◆ **Passage to read**:
————————

During the life cycle of a 'live' system, things tend to break.
Sometimes because you've missed something, sometimes because you didn't get to test that bit of code. But whenever a system turns live, after a while (Sometimes it happens pretty quick...) the system needs to handle something you haven't tested.
Sometimes even an unexpected failure. Sometimes network lagging causing timing issues.
Few of these times, you encounter what I would like to call a gremlin. That's this illusive bug which impacts your system, occurs enough times a day to be considered as a problem, but not enough so it's easy to reproduce.
The worst thing programmers love to do is mark it as 'irreproducible', throw it back at the QA, and do something else.
Advice for this stage: Don't. QA would probably not be able to reproduce it, and even if they would, it would be difficult for them to do it in a consistent manner so that you'll be able to gain from it. You need to help them. These things escalate fast, so don't put yourself in the position of the developer who tried to put the mess under the rug.

————————

Stored entries
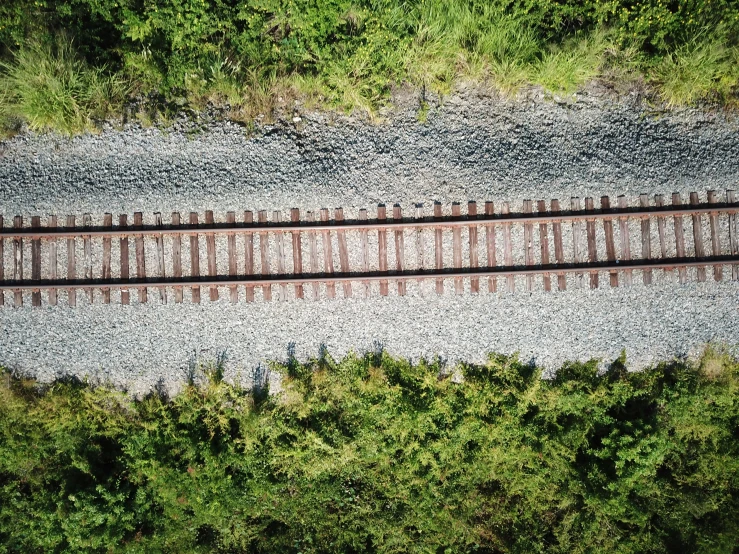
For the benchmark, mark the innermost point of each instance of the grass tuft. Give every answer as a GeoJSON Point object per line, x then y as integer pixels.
{"type": "Point", "coordinates": [565, 68]}
{"type": "Point", "coordinates": [50, 88]}
{"type": "Point", "coordinates": [697, 71]}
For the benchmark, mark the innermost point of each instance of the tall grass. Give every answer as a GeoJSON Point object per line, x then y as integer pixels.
{"type": "Point", "coordinates": [349, 56]}
{"type": "Point", "coordinates": [49, 87]}
{"type": "Point", "coordinates": [699, 70]}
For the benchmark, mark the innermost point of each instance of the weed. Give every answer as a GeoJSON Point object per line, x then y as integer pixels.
{"type": "Point", "coordinates": [50, 88]}
{"type": "Point", "coordinates": [703, 68]}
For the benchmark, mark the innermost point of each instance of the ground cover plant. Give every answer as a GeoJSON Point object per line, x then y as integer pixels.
{"type": "Point", "coordinates": [252, 55]}
{"type": "Point", "coordinates": [374, 454]}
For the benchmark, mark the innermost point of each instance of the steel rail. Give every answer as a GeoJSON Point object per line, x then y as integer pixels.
{"type": "Point", "coordinates": [218, 228]}
{"type": "Point", "coordinates": [373, 276]}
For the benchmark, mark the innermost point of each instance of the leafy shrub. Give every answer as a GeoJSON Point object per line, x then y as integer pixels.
{"type": "Point", "coordinates": [374, 454]}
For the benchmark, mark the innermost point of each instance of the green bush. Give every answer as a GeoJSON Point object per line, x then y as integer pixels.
{"type": "Point", "coordinates": [373, 454]}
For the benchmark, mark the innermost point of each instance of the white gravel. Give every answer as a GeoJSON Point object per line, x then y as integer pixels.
{"type": "Point", "coordinates": [135, 346]}
{"type": "Point", "coordinates": [471, 148]}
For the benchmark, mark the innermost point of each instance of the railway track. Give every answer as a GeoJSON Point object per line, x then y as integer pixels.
{"type": "Point", "coordinates": [250, 256]}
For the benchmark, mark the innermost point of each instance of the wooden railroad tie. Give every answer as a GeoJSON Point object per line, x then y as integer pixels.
{"type": "Point", "coordinates": [267, 255]}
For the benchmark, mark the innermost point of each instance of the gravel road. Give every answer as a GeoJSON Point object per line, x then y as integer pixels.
{"type": "Point", "coordinates": [471, 147]}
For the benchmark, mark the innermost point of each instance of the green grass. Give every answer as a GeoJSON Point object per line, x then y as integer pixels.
{"type": "Point", "coordinates": [698, 71]}
{"type": "Point", "coordinates": [349, 55]}
{"type": "Point", "coordinates": [374, 454]}
{"type": "Point", "coordinates": [50, 88]}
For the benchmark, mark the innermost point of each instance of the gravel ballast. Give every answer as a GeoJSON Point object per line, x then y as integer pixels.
{"type": "Point", "coordinates": [472, 147]}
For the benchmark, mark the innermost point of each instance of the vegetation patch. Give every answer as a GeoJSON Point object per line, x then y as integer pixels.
{"type": "Point", "coordinates": [375, 454]}
{"type": "Point", "coordinates": [251, 56]}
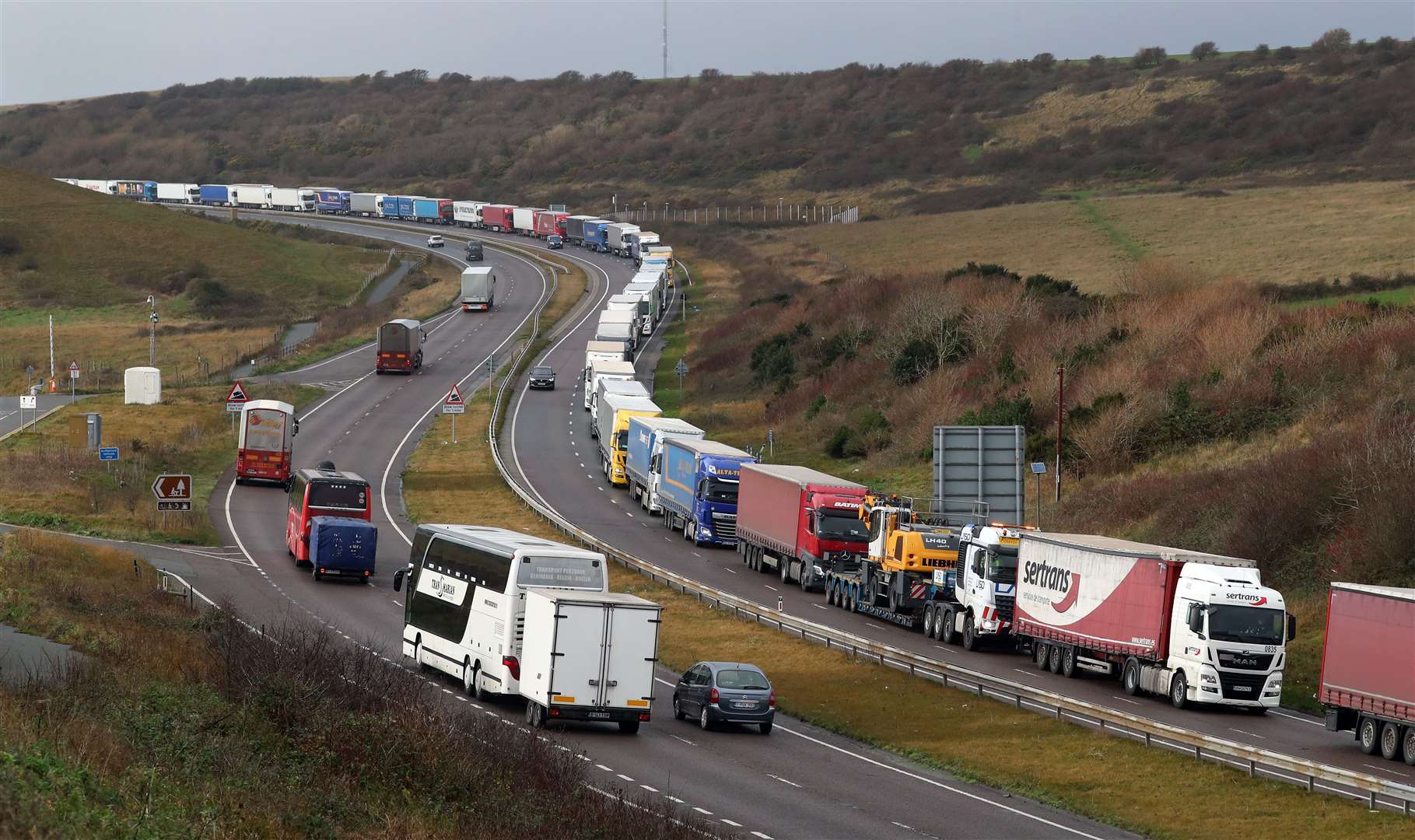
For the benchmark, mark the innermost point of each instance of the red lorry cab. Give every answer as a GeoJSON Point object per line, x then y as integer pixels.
{"type": "Point", "coordinates": [797, 520]}
{"type": "Point", "coordinates": [266, 439]}
{"type": "Point", "coordinates": [323, 491]}
{"type": "Point", "coordinates": [497, 217]}
{"type": "Point", "coordinates": [549, 222]}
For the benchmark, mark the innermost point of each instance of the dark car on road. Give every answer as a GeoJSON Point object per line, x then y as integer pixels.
{"type": "Point", "coordinates": [725, 692]}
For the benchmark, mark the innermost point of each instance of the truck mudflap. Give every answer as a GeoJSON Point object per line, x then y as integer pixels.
{"type": "Point", "coordinates": [597, 713]}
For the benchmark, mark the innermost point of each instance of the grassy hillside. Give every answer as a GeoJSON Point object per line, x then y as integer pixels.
{"type": "Point", "coordinates": [1199, 413]}
{"type": "Point", "coordinates": [89, 261]}
{"type": "Point", "coordinates": [1263, 235]}
{"type": "Point", "coordinates": [917, 138]}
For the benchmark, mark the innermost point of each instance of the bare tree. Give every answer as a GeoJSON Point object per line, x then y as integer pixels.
{"type": "Point", "coordinates": [1203, 50]}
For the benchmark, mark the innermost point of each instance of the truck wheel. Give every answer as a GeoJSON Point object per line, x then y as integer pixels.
{"type": "Point", "coordinates": [1131, 677]}
{"type": "Point", "coordinates": [1179, 691]}
{"type": "Point", "coordinates": [946, 632]}
{"type": "Point", "coordinates": [969, 634]}
{"type": "Point", "coordinates": [1391, 743]}
{"type": "Point", "coordinates": [1368, 733]}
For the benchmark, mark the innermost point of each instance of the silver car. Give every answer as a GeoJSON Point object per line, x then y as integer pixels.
{"type": "Point", "coordinates": [725, 692]}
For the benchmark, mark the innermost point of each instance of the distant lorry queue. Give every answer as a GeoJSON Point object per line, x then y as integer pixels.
{"type": "Point", "coordinates": [596, 233]}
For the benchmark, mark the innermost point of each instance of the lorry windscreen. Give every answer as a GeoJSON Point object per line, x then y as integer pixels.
{"type": "Point", "coordinates": [343, 495]}
{"type": "Point", "coordinates": [573, 573]}
{"type": "Point", "coordinates": [1245, 625]}
{"type": "Point", "coordinates": [720, 491]}
{"type": "Point", "coordinates": [834, 527]}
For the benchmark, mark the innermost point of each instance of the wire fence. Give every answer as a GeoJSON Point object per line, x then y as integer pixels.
{"type": "Point", "coordinates": [780, 212]}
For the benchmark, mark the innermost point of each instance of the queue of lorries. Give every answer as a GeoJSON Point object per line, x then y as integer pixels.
{"type": "Point", "coordinates": [1193, 627]}
{"type": "Point", "coordinates": [596, 233]}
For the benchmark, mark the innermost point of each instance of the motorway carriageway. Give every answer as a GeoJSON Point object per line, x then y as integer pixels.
{"type": "Point", "coordinates": [798, 782]}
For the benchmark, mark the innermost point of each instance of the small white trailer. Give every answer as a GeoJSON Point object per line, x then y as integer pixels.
{"type": "Point", "coordinates": [589, 656]}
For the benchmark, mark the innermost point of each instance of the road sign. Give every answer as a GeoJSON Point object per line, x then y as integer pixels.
{"type": "Point", "coordinates": [173, 492]}
{"type": "Point", "coordinates": [236, 397]}
{"type": "Point", "coordinates": [453, 404]}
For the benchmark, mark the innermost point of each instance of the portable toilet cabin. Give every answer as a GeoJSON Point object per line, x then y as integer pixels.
{"type": "Point", "coordinates": [142, 387]}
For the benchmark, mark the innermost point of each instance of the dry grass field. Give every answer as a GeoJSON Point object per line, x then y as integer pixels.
{"type": "Point", "coordinates": [1263, 235]}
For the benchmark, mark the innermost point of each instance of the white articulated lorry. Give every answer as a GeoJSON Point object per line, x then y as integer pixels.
{"type": "Point", "coordinates": [1195, 627]}
{"type": "Point", "coordinates": [611, 385]}
{"type": "Point", "coordinates": [601, 369]}
{"type": "Point", "coordinates": [589, 656]}
{"type": "Point", "coordinates": [478, 289]}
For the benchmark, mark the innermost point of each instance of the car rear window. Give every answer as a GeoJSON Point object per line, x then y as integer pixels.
{"type": "Point", "coordinates": [742, 679]}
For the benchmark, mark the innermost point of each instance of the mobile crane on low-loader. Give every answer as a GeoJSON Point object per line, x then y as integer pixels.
{"type": "Point", "coordinates": [909, 542]}
{"type": "Point", "coordinates": [1200, 628]}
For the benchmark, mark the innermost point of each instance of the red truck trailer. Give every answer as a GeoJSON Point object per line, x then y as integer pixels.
{"type": "Point", "coordinates": [1368, 668]}
{"type": "Point", "coordinates": [549, 222]}
{"type": "Point", "coordinates": [497, 217]}
{"type": "Point", "coordinates": [796, 521]}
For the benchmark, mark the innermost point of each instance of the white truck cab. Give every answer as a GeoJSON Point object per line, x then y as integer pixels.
{"type": "Point", "coordinates": [1227, 635]}
{"type": "Point", "coordinates": [986, 582]}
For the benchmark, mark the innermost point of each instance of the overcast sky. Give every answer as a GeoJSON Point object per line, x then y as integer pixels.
{"type": "Point", "coordinates": [57, 50]}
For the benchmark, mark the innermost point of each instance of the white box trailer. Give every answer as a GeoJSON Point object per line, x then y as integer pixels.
{"type": "Point", "coordinates": [255, 195]}
{"type": "Point", "coordinates": [366, 204]}
{"type": "Point", "coordinates": [468, 214]}
{"type": "Point", "coordinates": [589, 656]}
{"type": "Point", "coordinates": [288, 198]}
{"type": "Point", "coordinates": [523, 219]}
{"type": "Point", "coordinates": [606, 385]}
{"type": "Point", "coordinates": [179, 193]}
{"type": "Point", "coordinates": [611, 366]}
{"type": "Point", "coordinates": [478, 289]}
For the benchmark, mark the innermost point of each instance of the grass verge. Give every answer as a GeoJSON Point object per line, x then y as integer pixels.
{"type": "Point", "coordinates": [1105, 778]}
{"type": "Point", "coordinates": [180, 726]}
{"type": "Point", "coordinates": [47, 482]}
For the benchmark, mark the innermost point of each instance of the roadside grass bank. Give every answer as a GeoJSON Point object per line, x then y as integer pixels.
{"type": "Point", "coordinates": [91, 262]}
{"type": "Point", "coordinates": [428, 290]}
{"type": "Point", "coordinates": [180, 724]}
{"type": "Point", "coordinates": [1100, 777]}
{"type": "Point", "coordinates": [47, 482]}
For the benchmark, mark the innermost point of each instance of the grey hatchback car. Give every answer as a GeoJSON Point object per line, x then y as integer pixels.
{"type": "Point", "coordinates": [725, 692]}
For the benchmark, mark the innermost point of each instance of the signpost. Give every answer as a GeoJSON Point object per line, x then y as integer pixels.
{"type": "Point", "coordinates": [453, 404]}
{"type": "Point", "coordinates": [1039, 468]}
{"type": "Point", "coordinates": [173, 492]}
{"type": "Point", "coordinates": [236, 397]}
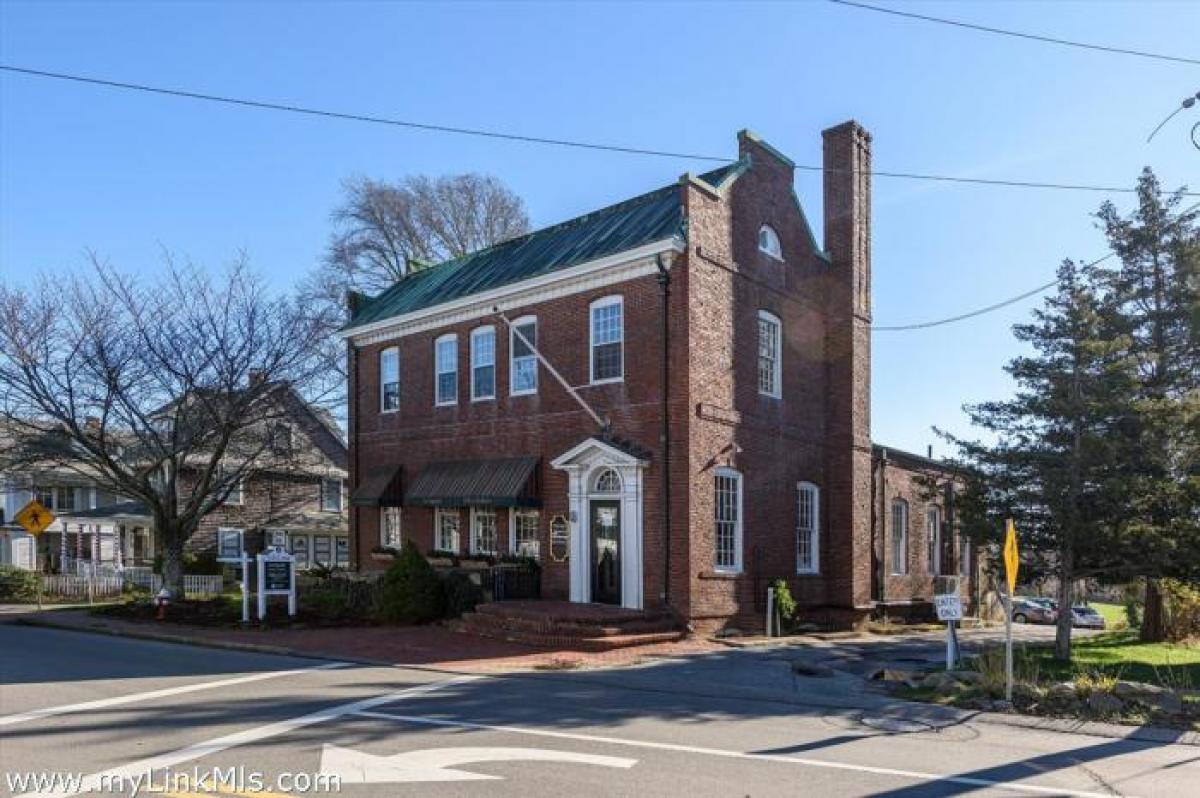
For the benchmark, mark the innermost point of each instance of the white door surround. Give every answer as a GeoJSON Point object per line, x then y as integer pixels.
{"type": "Point", "coordinates": [585, 465]}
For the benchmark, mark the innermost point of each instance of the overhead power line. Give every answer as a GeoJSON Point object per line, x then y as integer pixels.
{"type": "Point", "coordinates": [261, 105]}
{"type": "Point", "coordinates": [1015, 34]}
{"type": "Point", "coordinates": [960, 317]}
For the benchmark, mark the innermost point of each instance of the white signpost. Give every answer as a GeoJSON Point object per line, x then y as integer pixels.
{"type": "Point", "coordinates": [949, 609]}
{"type": "Point", "coordinates": [276, 576]}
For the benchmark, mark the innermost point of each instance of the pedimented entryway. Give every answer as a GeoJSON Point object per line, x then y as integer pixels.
{"type": "Point", "coordinates": [605, 498]}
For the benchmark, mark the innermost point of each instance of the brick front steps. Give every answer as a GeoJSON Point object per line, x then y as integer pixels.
{"type": "Point", "coordinates": [575, 627]}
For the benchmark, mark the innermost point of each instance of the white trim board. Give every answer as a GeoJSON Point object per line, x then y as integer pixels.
{"type": "Point", "coordinates": [563, 282]}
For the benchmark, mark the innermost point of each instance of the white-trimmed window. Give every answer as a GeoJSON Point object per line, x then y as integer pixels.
{"type": "Point", "coordinates": [523, 527]}
{"type": "Point", "coordinates": [727, 521]}
{"type": "Point", "coordinates": [448, 529]}
{"type": "Point", "coordinates": [331, 495]}
{"type": "Point", "coordinates": [229, 544]}
{"type": "Point", "coordinates": [483, 532]}
{"type": "Point", "coordinates": [768, 241]}
{"type": "Point", "coordinates": [389, 528]}
{"type": "Point", "coordinates": [899, 537]}
{"type": "Point", "coordinates": [769, 347]}
{"type": "Point", "coordinates": [298, 546]}
{"type": "Point", "coordinates": [934, 538]}
{"type": "Point", "coordinates": [523, 364]}
{"type": "Point", "coordinates": [389, 379]}
{"type": "Point", "coordinates": [607, 340]}
{"type": "Point", "coordinates": [808, 528]}
{"type": "Point", "coordinates": [483, 364]}
{"type": "Point", "coordinates": [445, 367]}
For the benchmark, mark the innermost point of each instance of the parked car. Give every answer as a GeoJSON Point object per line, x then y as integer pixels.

————————

◆ **Task requirements**:
a - In the passage on gremlin bugs, what name does the writer give to an elusive bug that happens often enough to be a problem but not often enough to be easy to reproduce?
b - List every cause the passage on gremlin bugs gives for things breaking in a live system.
c - Pick up the passage on gremlin bugs after its final sentence and keep writing it.

◆ **Responses to the tasks**:
a - A gremlin.

b -
- Something was missed
- That bit of code was never tested
- An unexpected failure
- Network lag causing timing issues

c -
Start digging. And sometimes, the solution requires processing through endless logs (Or even add these logs). Sometimes a lot of code is involved. And after a few hours, if you still haven't found it, you find yourself repeating your actions, adding more logs, running sequences again. You've entered a stage of tunnel vision, where you can't look around.
Best advice for this stage: Stop. Go get coffee, go home, call someone, take a break. My best solutions came from getting some distance from the problem I've been working on, in order to clear my vision and be able to try a new approach. Another fresh set of eyes could work as well.
Happy hunting.